* [Information provided]
_ _ _

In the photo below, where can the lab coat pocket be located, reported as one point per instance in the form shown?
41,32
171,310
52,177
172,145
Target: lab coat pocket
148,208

_ _ _

* [Problem statement] Could you copy every line of the records above unchanged?

* [Correct answer]
In the photo below, where can the lab coat pocket be located, reported as one point per instance in the form shown?
41,32
171,310
52,177
172,145
Target: lab coat pocket
148,208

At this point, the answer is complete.